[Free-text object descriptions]
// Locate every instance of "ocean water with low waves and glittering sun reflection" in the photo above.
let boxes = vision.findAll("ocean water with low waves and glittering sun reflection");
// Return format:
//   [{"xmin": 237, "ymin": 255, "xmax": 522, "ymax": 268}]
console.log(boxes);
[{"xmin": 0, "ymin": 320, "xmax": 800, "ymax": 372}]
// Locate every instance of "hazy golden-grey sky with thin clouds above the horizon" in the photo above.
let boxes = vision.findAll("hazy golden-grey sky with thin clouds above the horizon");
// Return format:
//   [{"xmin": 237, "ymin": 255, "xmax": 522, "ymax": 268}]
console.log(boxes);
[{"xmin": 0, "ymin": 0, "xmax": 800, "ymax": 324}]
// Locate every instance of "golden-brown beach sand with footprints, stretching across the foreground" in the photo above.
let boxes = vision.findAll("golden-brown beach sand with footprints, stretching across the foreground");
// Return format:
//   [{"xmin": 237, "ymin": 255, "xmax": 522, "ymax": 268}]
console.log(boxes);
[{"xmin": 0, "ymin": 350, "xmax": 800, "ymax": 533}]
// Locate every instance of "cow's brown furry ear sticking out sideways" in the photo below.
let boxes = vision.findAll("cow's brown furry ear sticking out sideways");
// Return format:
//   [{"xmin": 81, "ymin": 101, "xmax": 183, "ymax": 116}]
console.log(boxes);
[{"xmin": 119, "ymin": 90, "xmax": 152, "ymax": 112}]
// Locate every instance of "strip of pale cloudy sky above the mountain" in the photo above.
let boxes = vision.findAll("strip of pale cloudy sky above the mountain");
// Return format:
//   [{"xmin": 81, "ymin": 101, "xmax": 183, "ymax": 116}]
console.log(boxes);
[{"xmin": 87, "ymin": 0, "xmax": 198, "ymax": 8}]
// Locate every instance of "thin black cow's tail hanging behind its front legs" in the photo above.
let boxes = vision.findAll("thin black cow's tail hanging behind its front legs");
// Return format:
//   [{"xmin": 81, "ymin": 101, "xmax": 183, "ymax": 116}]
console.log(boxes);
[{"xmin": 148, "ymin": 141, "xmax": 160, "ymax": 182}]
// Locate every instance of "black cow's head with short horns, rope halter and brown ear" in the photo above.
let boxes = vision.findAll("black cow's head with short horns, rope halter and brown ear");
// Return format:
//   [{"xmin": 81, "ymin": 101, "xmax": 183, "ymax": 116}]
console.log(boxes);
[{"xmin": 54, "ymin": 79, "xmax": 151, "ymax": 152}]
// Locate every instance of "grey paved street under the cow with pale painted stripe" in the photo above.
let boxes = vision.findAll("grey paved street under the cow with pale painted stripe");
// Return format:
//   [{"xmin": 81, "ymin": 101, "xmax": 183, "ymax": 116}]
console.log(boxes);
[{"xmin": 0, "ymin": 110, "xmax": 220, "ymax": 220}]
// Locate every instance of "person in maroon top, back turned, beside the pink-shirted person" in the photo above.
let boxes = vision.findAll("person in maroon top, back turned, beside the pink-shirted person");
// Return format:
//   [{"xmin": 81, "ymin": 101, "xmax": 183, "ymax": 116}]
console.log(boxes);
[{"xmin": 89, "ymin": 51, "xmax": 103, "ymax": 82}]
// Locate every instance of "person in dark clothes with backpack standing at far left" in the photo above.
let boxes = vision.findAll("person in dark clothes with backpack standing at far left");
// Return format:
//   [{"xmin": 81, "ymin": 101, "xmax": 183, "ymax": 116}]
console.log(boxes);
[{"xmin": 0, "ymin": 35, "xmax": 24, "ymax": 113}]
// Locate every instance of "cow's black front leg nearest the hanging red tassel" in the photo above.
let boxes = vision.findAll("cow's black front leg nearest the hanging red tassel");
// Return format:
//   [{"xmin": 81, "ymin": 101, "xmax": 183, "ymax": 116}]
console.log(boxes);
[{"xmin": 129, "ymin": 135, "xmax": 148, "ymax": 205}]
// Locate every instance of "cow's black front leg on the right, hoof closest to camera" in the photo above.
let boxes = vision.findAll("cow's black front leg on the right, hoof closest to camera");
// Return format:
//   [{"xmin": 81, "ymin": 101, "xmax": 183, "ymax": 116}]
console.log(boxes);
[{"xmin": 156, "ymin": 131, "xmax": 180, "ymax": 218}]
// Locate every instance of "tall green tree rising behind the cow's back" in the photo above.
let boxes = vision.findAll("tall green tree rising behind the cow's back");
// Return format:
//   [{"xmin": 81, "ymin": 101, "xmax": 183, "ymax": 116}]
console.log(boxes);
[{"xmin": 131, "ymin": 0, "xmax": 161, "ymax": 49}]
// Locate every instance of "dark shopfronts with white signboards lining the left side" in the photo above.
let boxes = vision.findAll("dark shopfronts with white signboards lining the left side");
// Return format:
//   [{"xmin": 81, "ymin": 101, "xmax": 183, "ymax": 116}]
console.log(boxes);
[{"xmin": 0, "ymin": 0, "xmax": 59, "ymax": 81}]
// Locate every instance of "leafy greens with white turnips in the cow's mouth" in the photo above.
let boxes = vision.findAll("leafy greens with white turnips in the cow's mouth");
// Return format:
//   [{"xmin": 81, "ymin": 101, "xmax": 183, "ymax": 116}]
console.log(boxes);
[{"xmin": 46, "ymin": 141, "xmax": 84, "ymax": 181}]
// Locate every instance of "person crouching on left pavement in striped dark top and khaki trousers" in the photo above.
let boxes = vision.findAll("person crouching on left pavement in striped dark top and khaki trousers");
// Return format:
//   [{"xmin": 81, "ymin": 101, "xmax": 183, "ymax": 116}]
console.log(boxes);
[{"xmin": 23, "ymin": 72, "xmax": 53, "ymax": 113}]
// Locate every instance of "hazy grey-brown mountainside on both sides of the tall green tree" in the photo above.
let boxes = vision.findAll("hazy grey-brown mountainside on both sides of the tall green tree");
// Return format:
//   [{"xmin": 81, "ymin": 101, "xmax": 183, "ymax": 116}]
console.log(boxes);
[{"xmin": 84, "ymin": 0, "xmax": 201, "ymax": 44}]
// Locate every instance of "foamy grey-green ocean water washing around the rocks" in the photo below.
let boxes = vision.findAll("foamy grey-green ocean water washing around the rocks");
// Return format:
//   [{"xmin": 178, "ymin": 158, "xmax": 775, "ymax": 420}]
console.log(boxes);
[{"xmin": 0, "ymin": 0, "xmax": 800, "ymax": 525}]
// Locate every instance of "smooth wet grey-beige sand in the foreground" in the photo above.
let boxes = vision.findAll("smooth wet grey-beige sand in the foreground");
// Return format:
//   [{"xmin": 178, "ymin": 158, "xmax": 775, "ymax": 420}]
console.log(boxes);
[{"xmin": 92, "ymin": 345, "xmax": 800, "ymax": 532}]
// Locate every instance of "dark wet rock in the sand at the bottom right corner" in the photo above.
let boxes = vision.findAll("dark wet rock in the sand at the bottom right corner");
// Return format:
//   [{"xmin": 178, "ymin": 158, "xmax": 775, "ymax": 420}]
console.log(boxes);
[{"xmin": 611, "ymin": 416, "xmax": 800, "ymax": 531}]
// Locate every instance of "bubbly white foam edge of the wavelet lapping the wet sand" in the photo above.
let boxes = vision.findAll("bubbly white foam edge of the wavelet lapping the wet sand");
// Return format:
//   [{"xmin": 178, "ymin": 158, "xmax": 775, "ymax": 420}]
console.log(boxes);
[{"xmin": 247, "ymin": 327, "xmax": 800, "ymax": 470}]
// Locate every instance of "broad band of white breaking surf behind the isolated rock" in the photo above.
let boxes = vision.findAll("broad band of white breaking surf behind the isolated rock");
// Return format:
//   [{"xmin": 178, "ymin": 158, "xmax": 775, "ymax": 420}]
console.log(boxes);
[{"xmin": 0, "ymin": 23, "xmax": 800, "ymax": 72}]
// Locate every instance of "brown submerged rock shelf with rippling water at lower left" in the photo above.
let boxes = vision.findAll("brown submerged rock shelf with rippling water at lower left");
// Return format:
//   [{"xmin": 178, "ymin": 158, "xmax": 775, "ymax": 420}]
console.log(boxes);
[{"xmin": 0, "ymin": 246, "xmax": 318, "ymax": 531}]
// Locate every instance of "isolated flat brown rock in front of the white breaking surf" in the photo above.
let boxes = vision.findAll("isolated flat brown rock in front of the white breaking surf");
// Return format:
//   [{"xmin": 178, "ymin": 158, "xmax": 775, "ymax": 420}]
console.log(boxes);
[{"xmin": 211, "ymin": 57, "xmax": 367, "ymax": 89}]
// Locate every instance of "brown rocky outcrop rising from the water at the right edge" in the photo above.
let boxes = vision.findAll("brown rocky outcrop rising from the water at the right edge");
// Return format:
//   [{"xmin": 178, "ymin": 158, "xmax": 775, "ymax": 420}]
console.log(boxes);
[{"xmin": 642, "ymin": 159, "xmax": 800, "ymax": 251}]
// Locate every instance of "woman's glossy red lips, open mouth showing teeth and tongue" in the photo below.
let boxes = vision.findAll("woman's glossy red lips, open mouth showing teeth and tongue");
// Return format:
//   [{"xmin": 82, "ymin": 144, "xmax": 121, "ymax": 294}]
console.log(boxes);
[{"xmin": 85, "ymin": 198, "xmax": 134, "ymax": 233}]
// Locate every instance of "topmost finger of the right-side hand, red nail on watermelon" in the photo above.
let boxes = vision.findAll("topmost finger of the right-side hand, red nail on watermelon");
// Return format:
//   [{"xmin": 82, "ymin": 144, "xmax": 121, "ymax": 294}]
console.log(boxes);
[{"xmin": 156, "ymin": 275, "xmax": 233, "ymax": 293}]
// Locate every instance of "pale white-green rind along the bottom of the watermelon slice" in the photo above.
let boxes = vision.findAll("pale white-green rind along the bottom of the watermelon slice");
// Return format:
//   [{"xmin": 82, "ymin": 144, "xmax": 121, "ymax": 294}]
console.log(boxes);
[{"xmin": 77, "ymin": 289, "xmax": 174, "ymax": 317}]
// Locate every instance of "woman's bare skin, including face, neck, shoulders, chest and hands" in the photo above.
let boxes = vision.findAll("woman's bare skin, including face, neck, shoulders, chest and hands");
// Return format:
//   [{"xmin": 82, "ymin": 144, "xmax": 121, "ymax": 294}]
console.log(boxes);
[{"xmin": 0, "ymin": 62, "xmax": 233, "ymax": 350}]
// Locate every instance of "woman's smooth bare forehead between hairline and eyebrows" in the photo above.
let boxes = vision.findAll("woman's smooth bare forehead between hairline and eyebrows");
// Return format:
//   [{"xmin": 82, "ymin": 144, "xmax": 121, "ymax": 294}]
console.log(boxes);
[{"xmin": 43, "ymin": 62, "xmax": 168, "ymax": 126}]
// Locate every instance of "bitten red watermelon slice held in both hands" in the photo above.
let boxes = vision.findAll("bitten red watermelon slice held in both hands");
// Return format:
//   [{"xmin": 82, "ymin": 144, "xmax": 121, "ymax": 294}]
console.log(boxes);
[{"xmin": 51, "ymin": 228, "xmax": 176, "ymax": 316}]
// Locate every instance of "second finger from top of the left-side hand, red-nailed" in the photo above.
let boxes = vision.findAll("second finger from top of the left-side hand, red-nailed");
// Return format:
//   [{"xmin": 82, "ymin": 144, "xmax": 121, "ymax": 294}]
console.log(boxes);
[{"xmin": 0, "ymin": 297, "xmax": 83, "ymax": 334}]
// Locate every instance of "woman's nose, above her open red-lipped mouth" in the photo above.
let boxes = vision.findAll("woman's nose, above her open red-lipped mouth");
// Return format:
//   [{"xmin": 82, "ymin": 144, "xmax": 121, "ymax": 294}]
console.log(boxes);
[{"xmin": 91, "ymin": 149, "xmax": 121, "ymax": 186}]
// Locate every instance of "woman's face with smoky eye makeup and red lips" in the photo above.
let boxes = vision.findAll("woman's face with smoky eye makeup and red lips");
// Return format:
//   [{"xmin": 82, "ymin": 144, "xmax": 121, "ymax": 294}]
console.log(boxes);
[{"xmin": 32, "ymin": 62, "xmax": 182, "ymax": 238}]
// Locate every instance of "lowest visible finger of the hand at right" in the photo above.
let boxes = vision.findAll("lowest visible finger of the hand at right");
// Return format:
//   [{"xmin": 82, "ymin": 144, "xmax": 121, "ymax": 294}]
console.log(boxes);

▸ **Exercise details**
Provide the count of lines in the data above containing "open", and nothing further.

▸ **Exercise result**
4